# EXERCISE:
Take every line from the listing below that includes "Annotation" and copy it.

# GIVEN ENTRIES:
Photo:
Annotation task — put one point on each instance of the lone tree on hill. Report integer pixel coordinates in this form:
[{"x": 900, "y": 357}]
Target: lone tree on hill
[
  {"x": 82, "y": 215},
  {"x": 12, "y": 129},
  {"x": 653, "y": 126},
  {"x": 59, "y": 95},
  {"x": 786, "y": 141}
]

---

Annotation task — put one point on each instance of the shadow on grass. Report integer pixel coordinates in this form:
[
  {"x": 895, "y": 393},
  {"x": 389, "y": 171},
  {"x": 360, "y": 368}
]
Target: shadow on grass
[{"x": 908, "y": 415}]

# SOLUTION TO THIS EXERCISE:
Annotation task — put one point on each instance of the lone tree on hill. Report integer pixel coordinates in this form:
Annotation task — put one point on each instance of the shadow on grass. Report integer pixel coordinates in this form:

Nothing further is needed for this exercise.